Each entry below must be repeated word for word.

EXERCISE INPUTS ▸
^^^^^^^^^^^^^^^^

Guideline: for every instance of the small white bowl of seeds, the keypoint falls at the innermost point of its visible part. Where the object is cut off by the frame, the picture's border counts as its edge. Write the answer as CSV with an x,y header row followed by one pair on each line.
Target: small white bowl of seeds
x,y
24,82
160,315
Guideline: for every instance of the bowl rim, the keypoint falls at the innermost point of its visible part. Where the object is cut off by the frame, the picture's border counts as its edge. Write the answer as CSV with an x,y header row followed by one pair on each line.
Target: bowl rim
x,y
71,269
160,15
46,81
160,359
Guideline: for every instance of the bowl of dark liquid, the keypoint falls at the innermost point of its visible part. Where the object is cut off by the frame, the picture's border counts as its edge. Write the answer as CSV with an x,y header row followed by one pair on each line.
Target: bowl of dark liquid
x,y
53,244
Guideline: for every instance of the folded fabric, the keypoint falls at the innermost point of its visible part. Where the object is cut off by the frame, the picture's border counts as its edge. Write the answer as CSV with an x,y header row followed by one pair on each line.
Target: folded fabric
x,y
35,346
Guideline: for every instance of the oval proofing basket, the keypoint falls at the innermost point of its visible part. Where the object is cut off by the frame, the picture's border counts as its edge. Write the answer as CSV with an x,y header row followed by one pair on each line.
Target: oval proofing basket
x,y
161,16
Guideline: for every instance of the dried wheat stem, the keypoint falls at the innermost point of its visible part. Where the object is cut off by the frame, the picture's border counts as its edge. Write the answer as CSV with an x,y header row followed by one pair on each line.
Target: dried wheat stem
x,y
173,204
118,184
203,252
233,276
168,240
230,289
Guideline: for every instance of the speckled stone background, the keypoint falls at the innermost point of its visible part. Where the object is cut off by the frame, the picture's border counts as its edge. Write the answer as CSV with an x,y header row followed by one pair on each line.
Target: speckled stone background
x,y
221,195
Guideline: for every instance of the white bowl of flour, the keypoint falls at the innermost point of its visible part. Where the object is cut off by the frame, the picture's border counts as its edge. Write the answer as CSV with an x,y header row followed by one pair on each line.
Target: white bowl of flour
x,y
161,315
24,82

^^^^^^^^^^^^^^^^

EXERCISE OUTPUT ▸
Guideline: for every instance of the small white bowl of seeds, the keypoint falls at the innermost point of its visible part. Where the object is cut off by the frame, the picture's border counts as its edge. Write the answer as CSV with an x,y header row followed by one pair on each line.
Target: small white bowl of seeds
x,y
24,82
160,315
Guideline: for every instance of the bowl rim, the keypoint falls at the innermost point of its visible part. Where the object is cut off by the frame, the picture's border counts as its edge. Write the answer as CSV with an x,y header row followed by one pair on each line.
Target: bowl rim
x,y
71,269
160,15
46,81
160,359
Guideline: for every instance of the bowl of dark liquid, the keypoint falls at the innermost point of its visible part. Where the object is cut off by the frame, the picture's border counts as its edge. Write the answer as CSV with an x,y header row followed by one pair on each line.
Target: bowl of dark liquid
x,y
53,244
Guideline: for every instance of the folded fabric, the keypoint falls at the innermost point of its visible part. Where the object is cut off by the frame, the picture's border counts as its edge. Write the answer as CSV with an x,y header row followed by one pair on each line.
Target: folded fabric
x,y
35,346
Guideline: for every instance of the oval proofing basket, the keypoint falls at the innermost point of its visible part. Where the object is cut off by the frame, the picture's border counts as its edge. Write the answer as CSV with an x,y header row followed by one pair on each line.
Target: oval proofing basket
x,y
161,16
Guideline: for every instance of the dried wheat stem, the keypoint falls at the innermost point of its visible part. Where the object is cut off by the frame, the picture's border counts as its edge. Write the answer as CSV with an x,y header row followed by one pair on each line.
Target: dried wheat stem
x,y
173,204
118,184
203,252
233,276
168,240
230,289
Guideline: for every instance of the speckled stone background, the keypoint falls at the innermost point of its visible part. Where the object is cut off by the frame, the picture's border counts as its edge. Write the answer as CSV with an x,y header row followed by one pair on each line.
Target: speckled stone background
x,y
221,195
Guideline: for every instance of the white bowl of flour, the keypoint falls at the innermost point of its visible part. Where the object is cut off by the frame, the picture's border counts as its edge. Write the answer as CSV with an x,y header row followed by one pair on each line.
Target: white bowl of flour
x,y
161,315
24,82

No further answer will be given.